Description of the task: Write out every line of the records below, requests included. Scale each x and y coordinate in the answers by 1.35, round it to a whole number with halves rounded up, and leave the pictures out.

Saved entries
>>>
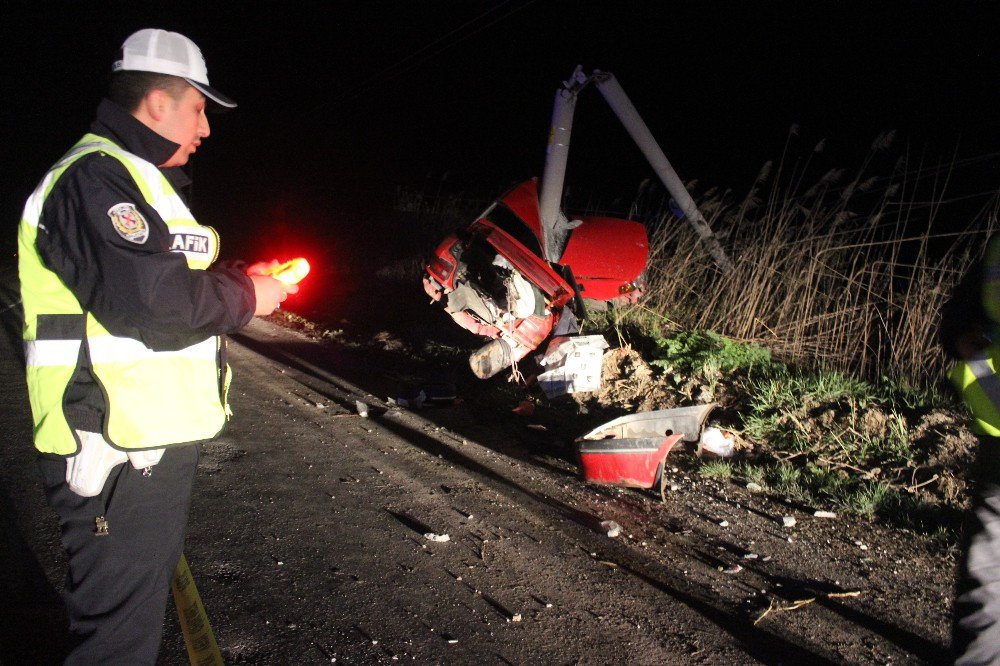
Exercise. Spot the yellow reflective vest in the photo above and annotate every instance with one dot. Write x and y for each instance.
(152, 398)
(979, 385)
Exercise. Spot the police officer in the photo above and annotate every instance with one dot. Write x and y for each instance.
(969, 332)
(124, 342)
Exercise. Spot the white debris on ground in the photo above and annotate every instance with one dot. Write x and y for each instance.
(611, 527)
(431, 536)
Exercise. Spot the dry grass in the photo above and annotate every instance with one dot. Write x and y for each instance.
(848, 273)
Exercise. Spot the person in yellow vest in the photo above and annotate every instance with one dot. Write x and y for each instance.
(970, 327)
(124, 340)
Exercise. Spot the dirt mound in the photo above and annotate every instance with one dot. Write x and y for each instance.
(630, 383)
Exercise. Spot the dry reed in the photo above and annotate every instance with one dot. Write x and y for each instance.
(848, 277)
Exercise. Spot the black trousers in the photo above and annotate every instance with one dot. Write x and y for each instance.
(117, 584)
(976, 628)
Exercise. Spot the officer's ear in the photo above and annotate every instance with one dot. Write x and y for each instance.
(155, 105)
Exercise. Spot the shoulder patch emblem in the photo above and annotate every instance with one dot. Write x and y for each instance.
(129, 223)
<<<
Task answer:
Exercise. Spot the yellow reflective vest in the photo above and annotate every instance with one dot. Write x and y for each instance.
(205, 537)
(1322, 520)
Exercise. Spot the police officer in the photo above and annotate every instance with one dot. Write x and y for each instance.
(1308, 448)
(167, 462)
Exercise. Spot the white debris on ground in the photo above and annotate every instance with one dot. Write x and y for each instance.
(825, 711)
(582, 724)
Exercise. Spot the dry grass in the photo above and annotate every instance with one dot. Write x and y for each instance.
(1145, 369)
Exercise. Spot the person in yellow vest in the photo above and annotate every instance with one dot. Write x and y for each instance.
(1310, 441)
(167, 459)
Exercise. Spot the dirt mound in the photo above and annotate every instance with one dot. Write x and y for each instance.
(851, 517)
Exercise. Spot the dry reed in the photo above and annotate every instance with one dot. Write x and y for each instance.
(1145, 374)
Exercise. Spot the black trousers in the photo above and annotate every instance with one dot. Write x and y for each instance.
(158, 788)
(1318, 848)
Exercise. Spot the officer's ear in the photo above and annotate every instance with one dot. Write x and y for each instance.
(209, 142)
Exercise. Spot the shoulder patch emblem in the photo above and annotate every instance with one dot. Write x and y for each instance.
(174, 301)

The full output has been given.